WHAT THE EXERCISE ASKS: Could you reproduce the material below line for line, keeping every character unchanged?

RECORDS:
## Start

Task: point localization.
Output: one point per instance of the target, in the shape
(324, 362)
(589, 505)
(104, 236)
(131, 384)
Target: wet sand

## End

TASK SOLUTION:
Task: point localization.
Output: one point per instance of the target, in the shape
(324, 362)
(589, 505)
(104, 236)
(131, 384)
Target: wet sand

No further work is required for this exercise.